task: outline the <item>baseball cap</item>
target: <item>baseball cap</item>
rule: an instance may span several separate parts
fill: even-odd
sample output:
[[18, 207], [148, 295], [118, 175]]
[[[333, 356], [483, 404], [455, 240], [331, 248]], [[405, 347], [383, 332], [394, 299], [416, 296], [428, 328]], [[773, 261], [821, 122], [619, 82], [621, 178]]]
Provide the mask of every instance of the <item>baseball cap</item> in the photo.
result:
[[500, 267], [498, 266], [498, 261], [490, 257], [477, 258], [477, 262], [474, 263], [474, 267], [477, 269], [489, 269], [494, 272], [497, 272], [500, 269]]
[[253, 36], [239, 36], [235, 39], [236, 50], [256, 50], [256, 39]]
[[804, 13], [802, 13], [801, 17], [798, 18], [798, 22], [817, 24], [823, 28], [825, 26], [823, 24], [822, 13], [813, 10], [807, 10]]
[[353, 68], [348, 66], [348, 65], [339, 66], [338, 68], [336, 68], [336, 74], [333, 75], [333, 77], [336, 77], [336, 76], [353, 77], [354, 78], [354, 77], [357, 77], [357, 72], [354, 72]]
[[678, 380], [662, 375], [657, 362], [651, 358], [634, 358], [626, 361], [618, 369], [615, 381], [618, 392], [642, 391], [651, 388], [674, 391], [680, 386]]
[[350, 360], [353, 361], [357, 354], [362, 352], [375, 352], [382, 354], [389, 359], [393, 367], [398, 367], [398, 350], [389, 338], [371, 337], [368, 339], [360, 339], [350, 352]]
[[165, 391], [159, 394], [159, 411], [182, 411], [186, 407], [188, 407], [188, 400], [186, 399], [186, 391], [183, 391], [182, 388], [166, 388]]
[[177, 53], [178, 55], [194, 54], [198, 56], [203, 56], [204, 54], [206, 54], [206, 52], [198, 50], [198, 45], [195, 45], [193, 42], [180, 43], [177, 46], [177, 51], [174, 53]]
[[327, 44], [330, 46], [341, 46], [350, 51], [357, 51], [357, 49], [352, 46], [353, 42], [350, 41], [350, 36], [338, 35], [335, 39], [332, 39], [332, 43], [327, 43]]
^^^^^^^^^^^^^^^^
TASK STATEMENT
Every entry should be output exactly as written, please.

TASK SOLUTION
task: outline the <item>baseball cap</item>
target: <item>baseball cap</item>
rule: an instance may span several separate parts
fill: even-odd
sample output:
[[18, 207], [148, 295], [118, 175]]
[[[333, 356], [483, 404], [455, 240], [331, 248]], [[405, 347], [383, 332], [394, 299], [416, 296], [428, 328]], [[773, 261], [821, 122], [619, 82], [621, 178]]]
Provide the mask of every instance of the <item>baseball cap</item> in the photo.
result:
[[500, 267], [498, 266], [498, 261], [490, 257], [477, 258], [477, 262], [474, 263], [474, 267], [477, 269], [489, 269], [494, 272], [497, 272], [500, 269]]
[[253, 36], [239, 36], [235, 39], [236, 50], [256, 50], [256, 39]]
[[804, 13], [802, 13], [801, 17], [798, 18], [798, 22], [817, 24], [823, 28], [825, 26], [823, 24], [822, 13], [813, 10], [807, 10]]
[[353, 68], [348, 66], [348, 65], [339, 66], [338, 68], [336, 68], [336, 74], [333, 75], [333, 77], [336, 77], [336, 76], [353, 77], [354, 78], [354, 77], [357, 77], [357, 72], [354, 72]]
[[678, 380], [662, 375], [657, 362], [651, 358], [634, 358], [626, 361], [618, 369], [615, 381], [618, 392], [642, 391], [651, 388], [674, 391], [680, 386]]
[[350, 360], [353, 361], [357, 354], [362, 352], [375, 352], [382, 354], [389, 359], [393, 367], [398, 367], [398, 350], [389, 338], [371, 337], [368, 339], [360, 339], [350, 352]]
[[165, 391], [159, 394], [159, 411], [182, 411], [186, 407], [188, 407], [188, 400], [186, 399], [186, 391], [183, 391], [182, 388], [166, 388]]
[[177, 53], [178, 55], [194, 54], [198, 56], [203, 56], [204, 54], [206, 54], [206, 52], [198, 50], [198, 45], [195, 45], [193, 42], [180, 43], [177, 46], [177, 51], [174, 53]]
[[327, 44], [330, 46], [341, 46], [350, 51], [357, 51], [357, 49], [352, 46], [353, 42], [350, 41], [350, 36], [338, 35], [335, 39], [332, 39], [332, 43], [327, 43]]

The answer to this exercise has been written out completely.